Brief
Count up the lines holding "suit" in the material, then reply with only the number.

[[ Data listing open ]]

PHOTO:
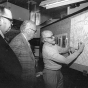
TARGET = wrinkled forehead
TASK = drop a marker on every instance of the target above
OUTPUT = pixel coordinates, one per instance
(7, 13)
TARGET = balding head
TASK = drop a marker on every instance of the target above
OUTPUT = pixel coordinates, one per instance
(28, 28)
(28, 25)
(5, 19)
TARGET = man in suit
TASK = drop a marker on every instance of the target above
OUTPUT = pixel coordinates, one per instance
(9, 64)
(22, 49)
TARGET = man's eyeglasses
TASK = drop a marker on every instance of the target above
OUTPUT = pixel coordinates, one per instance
(7, 18)
(52, 36)
(34, 30)
(11, 20)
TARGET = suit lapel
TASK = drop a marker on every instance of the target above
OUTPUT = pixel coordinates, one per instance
(28, 48)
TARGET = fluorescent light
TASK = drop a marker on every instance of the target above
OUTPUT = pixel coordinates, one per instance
(58, 3)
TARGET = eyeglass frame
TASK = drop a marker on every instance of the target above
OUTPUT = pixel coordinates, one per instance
(50, 36)
(33, 30)
(11, 20)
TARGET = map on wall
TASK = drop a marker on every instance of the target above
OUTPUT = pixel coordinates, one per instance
(79, 33)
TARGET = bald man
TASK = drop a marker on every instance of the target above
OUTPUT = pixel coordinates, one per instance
(22, 49)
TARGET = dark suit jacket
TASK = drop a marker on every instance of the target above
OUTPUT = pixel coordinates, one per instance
(9, 63)
(23, 51)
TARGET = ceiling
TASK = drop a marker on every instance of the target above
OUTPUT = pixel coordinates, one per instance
(52, 13)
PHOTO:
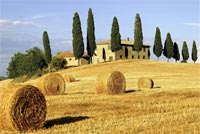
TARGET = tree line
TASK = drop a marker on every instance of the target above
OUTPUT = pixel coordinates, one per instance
(35, 61)
(78, 44)
(171, 49)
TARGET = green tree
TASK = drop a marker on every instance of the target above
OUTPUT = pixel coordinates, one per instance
(78, 44)
(168, 51)
(176, 52)
(138, 36)
(185, 52)
(104, 55)
(47, 49)
(157, 48)
(115, 36)
(58, 62)
(194, 52)
(26, 64)
(91, 43)
(15, 67)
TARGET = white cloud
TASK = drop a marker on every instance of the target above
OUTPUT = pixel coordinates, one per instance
(192, 24)
(4, 23)
(40, 16)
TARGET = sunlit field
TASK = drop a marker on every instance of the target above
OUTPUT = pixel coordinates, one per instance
(172, 106)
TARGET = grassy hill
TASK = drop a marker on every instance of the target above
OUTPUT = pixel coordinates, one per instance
(173, 106)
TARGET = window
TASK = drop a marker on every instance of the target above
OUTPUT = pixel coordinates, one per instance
(110, 58)
(109, 47)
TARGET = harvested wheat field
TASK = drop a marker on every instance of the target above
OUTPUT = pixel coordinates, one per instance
(171, 106)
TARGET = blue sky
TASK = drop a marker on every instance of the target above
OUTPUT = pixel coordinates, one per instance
(22, 22)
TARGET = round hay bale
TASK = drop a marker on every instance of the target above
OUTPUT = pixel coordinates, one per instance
(22, 108)
(111, 83)
(69, 78)
(50, 84)
(145, 83)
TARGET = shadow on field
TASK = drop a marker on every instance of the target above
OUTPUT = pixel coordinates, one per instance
(157, 87)
(131, 91)
(64, 120)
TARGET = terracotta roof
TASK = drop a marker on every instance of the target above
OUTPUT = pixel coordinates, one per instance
(127, 42)
(70, 54)
(66, 54)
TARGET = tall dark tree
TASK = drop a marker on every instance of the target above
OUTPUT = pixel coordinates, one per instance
(168, 48)
(91, 43)
(194, 52)
(176, 52)
(157, 48)
(47, 49)
(78, 44)
(115, 36)
(26, 64)
(104, 55)
(185, 52)
(138, 36)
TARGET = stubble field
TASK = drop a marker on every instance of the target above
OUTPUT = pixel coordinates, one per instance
(172, 106)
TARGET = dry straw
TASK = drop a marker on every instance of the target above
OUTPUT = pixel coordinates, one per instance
(111, 83)
(50, 84)
(69, 78)
(22, 108)
(145, 83)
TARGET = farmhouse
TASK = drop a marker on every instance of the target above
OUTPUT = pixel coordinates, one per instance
(103, 53)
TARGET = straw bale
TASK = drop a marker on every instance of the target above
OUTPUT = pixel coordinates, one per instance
(111, 83)
(22, 108)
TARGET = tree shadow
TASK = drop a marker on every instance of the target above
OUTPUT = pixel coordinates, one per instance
(157, 87)
(63, 120)
(131, 90)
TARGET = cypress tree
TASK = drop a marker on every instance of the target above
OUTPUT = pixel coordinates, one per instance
(168, 48)
(47, 49)
(78, 44)
(138, 36)
(194, 51)
(185, 52)
(176, 52)
(91, 43)
(115, 36)
(157, 48)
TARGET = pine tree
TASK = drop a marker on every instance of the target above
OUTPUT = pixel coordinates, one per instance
(91, 43)
(47, 49)
(168, 48)
(194, 52)
(157, 48)
(138, 36)
(176, 52)
(115, 36)
(78, 44)
(185, 52)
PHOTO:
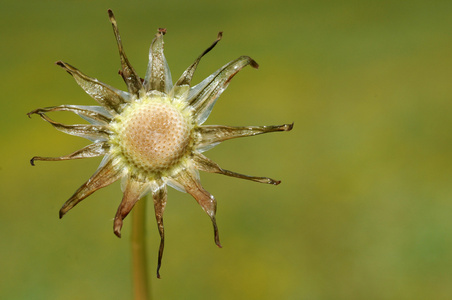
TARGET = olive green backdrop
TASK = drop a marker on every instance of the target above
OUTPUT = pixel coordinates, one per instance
(364, 210)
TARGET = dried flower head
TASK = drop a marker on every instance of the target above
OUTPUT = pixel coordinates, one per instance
(152, 135)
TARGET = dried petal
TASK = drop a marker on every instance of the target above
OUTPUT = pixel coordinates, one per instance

[[ Data listing closed ]]

Problem solution
3